**Excerto fornecido**
---
Andam escritores por aí (e nem sequer me estou e referir à Feira do Livro porque passei a tarde na Gulbenkian) e andam pianos debaixo das pontes






Hoje fui almoçar a um restaurante a que nunca tinha ido. Costumo ir a um que lhe é gémeo e que é um pouco mais afastado do local para onde íamos a seguir. A comida deste é a igual, muito boa, o pessoal eficiente, mas este é enorme o que o torna um pouco inóspito.

Olho para o lado e vejo a Gabriela Ruivo Trindade com o marido e os filhos. Espanto-me sempre um pouco como, de uma pessoa normal, normalíssima, saem depois histórias, palavras que se juntam de uma maneira diferente, provando que, afinal, se trata de uma pessoa muito pouco normal. O meu marido inibe-me logo, não te ponhas agora a olhar com esse sorriso embevecido. Ela estava ocupada a escolher o que ia comer e a esperar a escolha do marido e filhos, nem reparou em mim, claro (e ainda bem que eu detesto fazer papel de palerma). Contive, portanto, a minha curiosidade. E porque era esse sorriso...?, perguntou o meu marido que nunca há-de perceber este meu lado pacóvio. E eu nem tinha dado por que estivesse a sorrir mas depois apercebi-me de que sim, estava mesmo a sorrir. É da admiração que referi. Expliquei-me, Uma pessoa é normal, tem atitudes normais, conversa com marido e filhos como qualquer outra mulher e depois senta-se num canto e da sua cabeça e dos seus dedos desatam a sair histórias... Acho extraordinário.

Claro que o meu marido aproveitou logo para me pregar das suas lições de moral, E se calhar até é capaz de escrever durante o dia, quase aposto que não espera que seja meia noite para começar a escrever.

Nem lhe dei troco.
---
**Listagem extraída**
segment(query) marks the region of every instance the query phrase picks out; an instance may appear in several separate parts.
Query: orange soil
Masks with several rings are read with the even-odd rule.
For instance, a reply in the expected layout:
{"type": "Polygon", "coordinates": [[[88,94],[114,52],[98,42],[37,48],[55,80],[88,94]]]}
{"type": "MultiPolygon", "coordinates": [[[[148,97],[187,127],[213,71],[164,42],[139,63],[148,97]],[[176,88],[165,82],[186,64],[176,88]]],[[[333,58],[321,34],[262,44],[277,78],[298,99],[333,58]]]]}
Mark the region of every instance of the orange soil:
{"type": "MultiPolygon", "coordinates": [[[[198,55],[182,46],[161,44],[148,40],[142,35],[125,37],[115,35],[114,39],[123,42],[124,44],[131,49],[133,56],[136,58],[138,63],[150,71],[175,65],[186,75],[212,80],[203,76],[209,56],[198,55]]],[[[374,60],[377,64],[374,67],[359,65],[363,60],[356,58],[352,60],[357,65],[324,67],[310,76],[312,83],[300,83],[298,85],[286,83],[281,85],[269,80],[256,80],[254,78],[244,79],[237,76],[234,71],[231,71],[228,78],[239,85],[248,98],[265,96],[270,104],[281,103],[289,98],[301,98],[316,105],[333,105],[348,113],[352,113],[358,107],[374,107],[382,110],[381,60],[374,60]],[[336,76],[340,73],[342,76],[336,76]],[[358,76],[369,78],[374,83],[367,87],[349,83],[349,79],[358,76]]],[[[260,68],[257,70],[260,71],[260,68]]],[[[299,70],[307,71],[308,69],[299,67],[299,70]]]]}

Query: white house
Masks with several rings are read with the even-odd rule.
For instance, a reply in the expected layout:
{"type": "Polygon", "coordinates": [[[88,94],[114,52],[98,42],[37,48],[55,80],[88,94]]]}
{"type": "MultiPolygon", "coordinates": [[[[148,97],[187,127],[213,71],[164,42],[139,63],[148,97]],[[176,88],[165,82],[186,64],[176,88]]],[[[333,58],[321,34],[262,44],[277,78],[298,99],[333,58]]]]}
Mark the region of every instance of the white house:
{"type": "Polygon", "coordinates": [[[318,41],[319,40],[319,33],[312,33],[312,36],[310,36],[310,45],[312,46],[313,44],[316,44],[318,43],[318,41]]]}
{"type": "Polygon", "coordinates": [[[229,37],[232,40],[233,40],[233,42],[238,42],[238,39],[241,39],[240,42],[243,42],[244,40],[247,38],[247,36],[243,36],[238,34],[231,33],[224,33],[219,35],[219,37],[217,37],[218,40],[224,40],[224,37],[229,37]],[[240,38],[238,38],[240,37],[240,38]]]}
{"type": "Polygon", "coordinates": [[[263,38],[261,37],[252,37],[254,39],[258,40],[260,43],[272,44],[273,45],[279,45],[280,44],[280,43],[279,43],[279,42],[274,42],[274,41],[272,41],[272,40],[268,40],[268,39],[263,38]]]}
---
Dê seguimento ao relato do almoço no restaurante, começando logo a seguir à última frase apresentada. A listagem não faz falta para nada.

**Resposta**
Dali seguimos para a Gulbenkian onde tínhamos combinado encontrar-nos todos. Antes deles chegarem, entrei na loja da Fundação. Há sempre alguma coisa que desperta a minha atenção. Contudo, desta vez não foi um livro, não foi um catálogo, não foi um saco, uma caneta, um lenço. Não. Foi o Manuel da Silva Ramos, esse grande castiço.

O meu marido estava sentado no átrio e estava a fazer-me mais alguma das suas recomendações quando me viu a fixar um ponto (como sou míope, para focar a vista para ver ao longe, tenho que fechar um pouco os olhos o que faz com que, aos olhos de quem me conhece, não passe despercebida quando estou a cuscar alguma coisa), perguntou-me logo, Quem é que é agora? Eu disse, É o Manuel da Silva Ramos. Ele olhou e reconheceu, É. Aquele maluco. E eu disse, Deste, a gente imagina facilmente que saiam aquelas maluqueiras. Mas esta das 'maluqueiras' não é depreciativa. Gosto do que ele escreve. Acho até que merecia maior atenção.

Depois chegou a minha turminha e acabou o sossego.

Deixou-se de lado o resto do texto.